### Document:
Web Onsite Connector
Configuration settings for adjusting the Haven OnDemand Onsite Web Connector.

Web Onsite Connector

The Web Onsite Connector retrieves content from Web address and indexes it into Haven OnDemand. The connector follows links from a start page that you provide, and crawls to find and retrieve other Web pages on the same host.

The Web Onsite Connector is an onsite connector, which you install on your own system.

Web Onsite Connector Configuration

The following table outlines the configuration options that you can set for the web_onsite connector flavor. You can use these in the JSON object that you pass to the config parameter in the Create Connector API.

Note: All the options are case sensitive.

Required Parameters

Parameter Type Description
url String The URL of the Web address that you want to extract content from. You can specify only one URL.

Optional Parameters

Parameter Type Description Default
max_task_duration String If specified, the maximum duration of a task in the format H[H][:MM][:SS]. If the maximum duration is exceeded, the task stops.
service_port Integer The configured service port for the connector. This value is set in the connector configuration file, and the connector uses this port to listen for service control requests, such as stopping the connector.
This port must be available on the machine where the connector is installed, and the connector will open it. If port 8012 is not available on your connector host machine, you must reconfigure it. If you have more than one instance of the connector on your host machine, you must change this value for all but one of the connectors.
8012
aci_port Integer The configured action port for the connector. This value is set in the connector configuration file, and the connector uses this port to listen for actions, such as requesting a connector run.
This port must be available on the machine where the connector is installed, and the connector will open it. If port 8010 is not available on your connector host machine, you must reconfigure it. If you have more than one instance of the connector on your host machine, you must change this value for all but one of the connectors.
8010
use_proxy Boolean Set to true if the URL that you want to extract content from requires a proxy to access. You can also configure the proxy when you install the connector.
url_cant_have_regex String A Perl-compatible regular expression to restrict the content retrieved by the connector. A page is ingested only if the entire URL of the page does not match the regular expression. This parameter applies to all file types, for example HTML pages, images, text documents, and so on. For example, to not retrieve pages with a .php extension use the regular expression .*\.php$. .*\.css$|.*.css\?.*$|.*\.js$|.*\.js,.*$|.*.js\?.*
url_must_have_regex String A Perl-compatible regular expression to restrict the content retrieved by the connector. A page is ingested only if the entire URL matches the regular expression. This parameter applies to all file types, for example HTML pages, images, text documents, and so on. For example, to fetch only pages with a .html extension specify .*\.html$.

### Provided material:
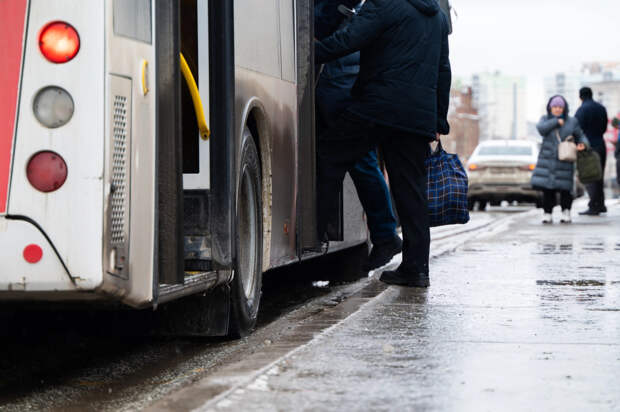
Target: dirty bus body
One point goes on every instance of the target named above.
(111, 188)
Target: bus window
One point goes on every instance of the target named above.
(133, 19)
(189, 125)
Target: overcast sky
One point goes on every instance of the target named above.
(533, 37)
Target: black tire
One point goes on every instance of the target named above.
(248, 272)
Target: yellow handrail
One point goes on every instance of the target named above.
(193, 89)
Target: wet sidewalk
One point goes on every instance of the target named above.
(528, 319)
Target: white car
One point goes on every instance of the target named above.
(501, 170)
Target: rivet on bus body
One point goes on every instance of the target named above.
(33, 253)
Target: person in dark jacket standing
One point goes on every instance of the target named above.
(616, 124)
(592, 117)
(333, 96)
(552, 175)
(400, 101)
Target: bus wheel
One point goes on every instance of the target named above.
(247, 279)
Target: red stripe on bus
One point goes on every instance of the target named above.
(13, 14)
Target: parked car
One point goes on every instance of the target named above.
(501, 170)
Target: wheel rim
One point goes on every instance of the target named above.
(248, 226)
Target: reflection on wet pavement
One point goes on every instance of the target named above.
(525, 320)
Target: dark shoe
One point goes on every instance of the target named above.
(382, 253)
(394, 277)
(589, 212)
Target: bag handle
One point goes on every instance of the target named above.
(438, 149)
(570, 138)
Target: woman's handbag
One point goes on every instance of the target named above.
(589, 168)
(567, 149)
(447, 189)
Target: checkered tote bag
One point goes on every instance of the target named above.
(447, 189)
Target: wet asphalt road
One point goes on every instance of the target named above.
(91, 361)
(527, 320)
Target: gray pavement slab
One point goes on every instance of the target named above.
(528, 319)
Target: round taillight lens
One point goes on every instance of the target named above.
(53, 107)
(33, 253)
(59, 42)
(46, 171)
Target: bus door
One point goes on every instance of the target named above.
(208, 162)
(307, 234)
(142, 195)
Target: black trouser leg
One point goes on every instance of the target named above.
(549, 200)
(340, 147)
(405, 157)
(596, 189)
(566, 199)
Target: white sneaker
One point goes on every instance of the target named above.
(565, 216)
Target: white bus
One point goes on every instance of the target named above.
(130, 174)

--

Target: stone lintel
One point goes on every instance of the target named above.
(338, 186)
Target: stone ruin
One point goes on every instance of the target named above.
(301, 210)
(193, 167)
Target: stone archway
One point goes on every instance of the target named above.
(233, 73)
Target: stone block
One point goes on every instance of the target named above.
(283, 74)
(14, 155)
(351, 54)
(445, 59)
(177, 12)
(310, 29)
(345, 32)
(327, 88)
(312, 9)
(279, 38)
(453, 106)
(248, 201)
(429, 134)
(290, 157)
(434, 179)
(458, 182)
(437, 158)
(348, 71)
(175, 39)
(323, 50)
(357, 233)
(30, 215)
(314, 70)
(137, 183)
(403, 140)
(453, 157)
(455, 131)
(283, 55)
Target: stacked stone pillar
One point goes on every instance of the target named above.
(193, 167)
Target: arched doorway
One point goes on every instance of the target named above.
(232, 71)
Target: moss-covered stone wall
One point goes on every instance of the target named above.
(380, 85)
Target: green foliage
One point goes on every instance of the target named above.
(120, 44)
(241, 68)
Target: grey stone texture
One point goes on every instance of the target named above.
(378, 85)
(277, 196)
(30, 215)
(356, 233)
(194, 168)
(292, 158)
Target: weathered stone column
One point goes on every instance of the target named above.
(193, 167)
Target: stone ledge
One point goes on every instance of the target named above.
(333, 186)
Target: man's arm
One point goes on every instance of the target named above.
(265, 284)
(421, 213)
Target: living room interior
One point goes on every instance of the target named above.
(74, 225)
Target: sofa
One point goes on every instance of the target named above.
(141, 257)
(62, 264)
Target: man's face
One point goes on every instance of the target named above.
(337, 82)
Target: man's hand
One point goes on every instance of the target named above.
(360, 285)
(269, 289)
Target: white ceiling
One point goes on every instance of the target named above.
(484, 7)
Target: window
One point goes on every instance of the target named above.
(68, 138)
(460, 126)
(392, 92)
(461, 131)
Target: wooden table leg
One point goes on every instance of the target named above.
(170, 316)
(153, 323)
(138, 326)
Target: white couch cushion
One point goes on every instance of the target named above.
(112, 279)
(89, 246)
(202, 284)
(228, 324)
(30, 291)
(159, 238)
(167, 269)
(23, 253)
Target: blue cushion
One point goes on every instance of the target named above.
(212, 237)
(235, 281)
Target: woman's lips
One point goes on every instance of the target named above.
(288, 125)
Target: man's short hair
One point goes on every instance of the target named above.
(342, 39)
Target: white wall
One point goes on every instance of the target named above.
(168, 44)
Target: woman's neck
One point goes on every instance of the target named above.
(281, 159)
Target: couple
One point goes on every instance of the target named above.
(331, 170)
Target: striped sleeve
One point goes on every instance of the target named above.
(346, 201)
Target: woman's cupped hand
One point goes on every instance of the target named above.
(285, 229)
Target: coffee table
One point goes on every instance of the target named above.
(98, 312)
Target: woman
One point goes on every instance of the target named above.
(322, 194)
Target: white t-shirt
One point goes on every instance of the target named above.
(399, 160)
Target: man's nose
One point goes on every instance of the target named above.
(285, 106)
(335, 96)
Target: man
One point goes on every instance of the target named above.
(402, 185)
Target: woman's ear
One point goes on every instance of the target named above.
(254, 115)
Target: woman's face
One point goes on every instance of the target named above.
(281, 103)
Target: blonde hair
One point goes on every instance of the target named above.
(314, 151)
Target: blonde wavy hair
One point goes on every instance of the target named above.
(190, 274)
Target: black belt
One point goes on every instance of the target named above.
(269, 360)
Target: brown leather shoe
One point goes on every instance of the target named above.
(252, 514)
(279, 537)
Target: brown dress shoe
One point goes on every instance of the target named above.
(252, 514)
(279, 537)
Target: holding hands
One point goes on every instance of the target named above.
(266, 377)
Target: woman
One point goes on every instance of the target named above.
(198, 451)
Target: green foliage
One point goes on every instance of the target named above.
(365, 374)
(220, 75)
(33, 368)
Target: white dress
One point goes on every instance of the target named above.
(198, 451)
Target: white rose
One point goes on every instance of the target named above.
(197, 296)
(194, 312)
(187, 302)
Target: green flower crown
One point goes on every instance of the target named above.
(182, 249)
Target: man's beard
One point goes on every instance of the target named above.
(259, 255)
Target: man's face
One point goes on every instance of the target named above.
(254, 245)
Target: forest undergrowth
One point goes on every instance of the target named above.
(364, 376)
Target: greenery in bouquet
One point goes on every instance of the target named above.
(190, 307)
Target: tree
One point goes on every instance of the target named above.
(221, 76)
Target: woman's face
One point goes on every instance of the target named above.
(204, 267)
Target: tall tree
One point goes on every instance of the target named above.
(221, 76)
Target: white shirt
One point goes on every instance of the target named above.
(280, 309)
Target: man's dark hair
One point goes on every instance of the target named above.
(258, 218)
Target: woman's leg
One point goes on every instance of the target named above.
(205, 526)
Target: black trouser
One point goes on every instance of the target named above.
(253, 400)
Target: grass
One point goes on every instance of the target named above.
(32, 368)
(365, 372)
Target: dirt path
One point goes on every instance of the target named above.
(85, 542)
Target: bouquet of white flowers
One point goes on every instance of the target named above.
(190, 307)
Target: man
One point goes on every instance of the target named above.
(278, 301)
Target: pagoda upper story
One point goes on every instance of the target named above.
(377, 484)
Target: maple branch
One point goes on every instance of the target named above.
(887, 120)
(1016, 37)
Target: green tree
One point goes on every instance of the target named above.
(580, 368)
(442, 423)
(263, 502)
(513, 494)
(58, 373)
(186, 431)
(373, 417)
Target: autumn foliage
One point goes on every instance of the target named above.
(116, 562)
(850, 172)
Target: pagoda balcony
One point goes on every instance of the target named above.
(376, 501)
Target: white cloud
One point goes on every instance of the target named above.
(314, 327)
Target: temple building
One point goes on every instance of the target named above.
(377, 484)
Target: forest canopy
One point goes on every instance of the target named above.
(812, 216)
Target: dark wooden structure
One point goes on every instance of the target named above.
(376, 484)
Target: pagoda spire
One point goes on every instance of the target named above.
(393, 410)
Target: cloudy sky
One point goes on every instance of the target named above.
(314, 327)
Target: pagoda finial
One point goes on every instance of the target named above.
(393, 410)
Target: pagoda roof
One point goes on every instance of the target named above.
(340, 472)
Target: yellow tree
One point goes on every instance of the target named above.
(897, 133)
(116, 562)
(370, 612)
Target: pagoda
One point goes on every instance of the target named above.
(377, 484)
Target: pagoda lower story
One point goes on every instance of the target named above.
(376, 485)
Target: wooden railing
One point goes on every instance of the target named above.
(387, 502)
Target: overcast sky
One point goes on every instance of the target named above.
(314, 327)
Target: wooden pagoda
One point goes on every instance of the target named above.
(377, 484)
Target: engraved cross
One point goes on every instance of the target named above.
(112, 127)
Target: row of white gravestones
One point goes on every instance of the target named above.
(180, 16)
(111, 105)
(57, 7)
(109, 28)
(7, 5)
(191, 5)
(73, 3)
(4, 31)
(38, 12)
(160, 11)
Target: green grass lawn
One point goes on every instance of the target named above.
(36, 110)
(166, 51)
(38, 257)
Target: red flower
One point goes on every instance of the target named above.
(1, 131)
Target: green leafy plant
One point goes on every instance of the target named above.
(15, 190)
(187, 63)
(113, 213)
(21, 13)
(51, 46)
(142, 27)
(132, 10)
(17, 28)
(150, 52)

### Objectives:
(a) Translate this sentence from the Web Onsite Connector documentation into Spanish: "The Web Onsite Connector is an onsite connector, which you install on your own system."
(b) In the Web Onsite Connector documentation, rewrite the stretch from "service_port Integer The" through "stopping the connector.", changing "service control requests" to "management requests".
The entries have no connection to the Web Onsite Connector documentation.

### Answer list:
(a) El Web Onsite Connector es un conector local, que usted instala en su propio sistema.

(b)
service_port Integer The configured service port for the connector. This value is set in the connector configuration file, and the connector uses this port to listen for management requests, such as stopping the connector.